▶ _Given exercise 1_
Name the three activities that, according to the cl-nlp post, good visualization plays a critical role in.
▶ _Given exercise 2_
Summarize the cl-nlp post in two sentences.
▶ _Given exercise 3_
Pick up the cl-nlp post after its last sentence and keep writing.

▶ _Text to read_
In the last couple of days, I was ill and had to stay in bed, so I've used this time also to tidy up the work that accumulated over the past year in cl-nlp. That was especially timely, considering the interest that was expressed in using it by some people who I've met at the recent Lisp-related events.

I've even assembled a rough checklist of the things that need to be finished to get it to v.1.0 and beyond.

Besides, after finishing the basic cleaning, I've returned to one of the programming tasks that has racked my head for long: tree pretty-printing. In NLP, we constantly have to deal with various versions of parse trees, like the constituency or dependency ones, but the problem is that they are not easily visualized. And good visualization plays, at least for me, a critical role in effective debugging, ideation and programming. It's an essential part of a solid interactive experience that is one of the fundamental traits of Lisp development.

▶ _Given records_
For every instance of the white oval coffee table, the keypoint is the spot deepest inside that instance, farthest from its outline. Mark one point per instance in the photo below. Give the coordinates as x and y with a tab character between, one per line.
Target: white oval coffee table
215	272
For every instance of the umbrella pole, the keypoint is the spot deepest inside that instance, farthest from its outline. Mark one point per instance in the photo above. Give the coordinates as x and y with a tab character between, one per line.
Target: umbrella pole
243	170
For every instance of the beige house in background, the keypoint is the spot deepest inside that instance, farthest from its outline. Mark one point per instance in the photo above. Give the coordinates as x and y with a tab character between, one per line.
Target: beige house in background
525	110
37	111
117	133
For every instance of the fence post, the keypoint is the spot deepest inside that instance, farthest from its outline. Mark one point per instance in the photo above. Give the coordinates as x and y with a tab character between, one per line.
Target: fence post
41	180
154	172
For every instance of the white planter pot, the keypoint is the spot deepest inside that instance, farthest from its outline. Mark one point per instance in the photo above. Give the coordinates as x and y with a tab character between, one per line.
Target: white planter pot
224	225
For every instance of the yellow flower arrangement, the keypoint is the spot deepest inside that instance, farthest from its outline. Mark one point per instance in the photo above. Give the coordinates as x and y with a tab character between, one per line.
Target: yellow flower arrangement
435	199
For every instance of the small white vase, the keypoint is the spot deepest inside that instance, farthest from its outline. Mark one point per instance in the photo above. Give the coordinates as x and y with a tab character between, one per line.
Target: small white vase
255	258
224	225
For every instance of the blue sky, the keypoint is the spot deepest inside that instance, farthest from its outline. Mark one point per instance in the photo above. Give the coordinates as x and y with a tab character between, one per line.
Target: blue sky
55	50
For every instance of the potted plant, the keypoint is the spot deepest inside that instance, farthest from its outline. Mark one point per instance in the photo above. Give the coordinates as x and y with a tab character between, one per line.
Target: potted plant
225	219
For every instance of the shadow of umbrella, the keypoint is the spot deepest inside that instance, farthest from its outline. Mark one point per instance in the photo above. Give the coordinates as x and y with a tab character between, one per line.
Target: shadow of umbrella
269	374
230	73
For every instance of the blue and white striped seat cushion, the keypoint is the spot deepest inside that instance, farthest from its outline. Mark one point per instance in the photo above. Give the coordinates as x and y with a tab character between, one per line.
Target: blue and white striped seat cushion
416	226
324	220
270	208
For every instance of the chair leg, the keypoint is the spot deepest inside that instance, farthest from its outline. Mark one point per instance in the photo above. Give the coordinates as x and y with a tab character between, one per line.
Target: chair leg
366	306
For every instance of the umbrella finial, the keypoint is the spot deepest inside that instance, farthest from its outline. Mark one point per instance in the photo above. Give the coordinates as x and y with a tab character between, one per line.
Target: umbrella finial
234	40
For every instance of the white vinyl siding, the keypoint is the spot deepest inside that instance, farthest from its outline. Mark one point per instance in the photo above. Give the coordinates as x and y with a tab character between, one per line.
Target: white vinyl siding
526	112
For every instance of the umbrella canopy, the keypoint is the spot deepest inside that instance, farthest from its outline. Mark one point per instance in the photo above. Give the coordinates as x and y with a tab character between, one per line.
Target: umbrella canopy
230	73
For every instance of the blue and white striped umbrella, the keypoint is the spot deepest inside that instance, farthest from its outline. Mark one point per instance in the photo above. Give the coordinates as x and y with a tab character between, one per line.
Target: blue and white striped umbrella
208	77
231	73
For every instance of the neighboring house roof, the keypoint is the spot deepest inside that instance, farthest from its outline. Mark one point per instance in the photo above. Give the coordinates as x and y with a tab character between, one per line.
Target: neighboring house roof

▶ _Answer 1_
Debugging, ideation and programming.

▶ _Answer 2_
While ill and stuck in bed, the writer tidied up a year's accumulated work in cl-nlp and put together a rough checklist of what remains for v.1.0 and beyond. The writer then returned to tree pretty-printing, because the parse trees common in NLP are hard to visualize, and good visualization is critical for debugging, ideation and programming.

▶ _Answer 3_
For instance, a constituency tree is usually presented as a Lisp list. Here's an infamous example from the Penn Treebank:


(S
(NP-SBJ
(NP (NNP Pierre) (NNP Vinken) )
(, ,)
(ADJP
(NP (CD 61) (NNS years) )
(JJ old) )
(, ,) )
(VP (MD will)
(VP (VB join)
(NP (DT the) (NN board) )
(PP-CLR (IN as)
(NP (DT a) (JJ nonexecutive) (NN director) ))
(NP-TMP (NNP Nov.) (CD 29) )))
(. .) )

A dependency tree has several representations, all of which are not really intuitive to grasp. This is the Stanford format:


amod(ideas-2, Colorless-0)
amod(ideas-2, green-1)
nsubj(sleep-3, ideas-2)
root(sleep-3, sleep-3)
advmod(sleep-3, furiously-4)
punct(sleep-3, .-5)

And here's the CoNLL one:


0 Colorless _ _ ADJ 2
1 green _ _ ADJ 2
2 ideas _ _ NOUN 3
3 sleep _ _ NOUN 3
4 furiously _ _ ADV 3
5 . _ _ PUNCT 3

Also, Google's Parsey McParseface offers another - presumably, more visual - representation (using the asciitree lib). Still, it is not good enough, as it messes with the order of words in a sentence.


Input: Bob brought the pizza to Alice .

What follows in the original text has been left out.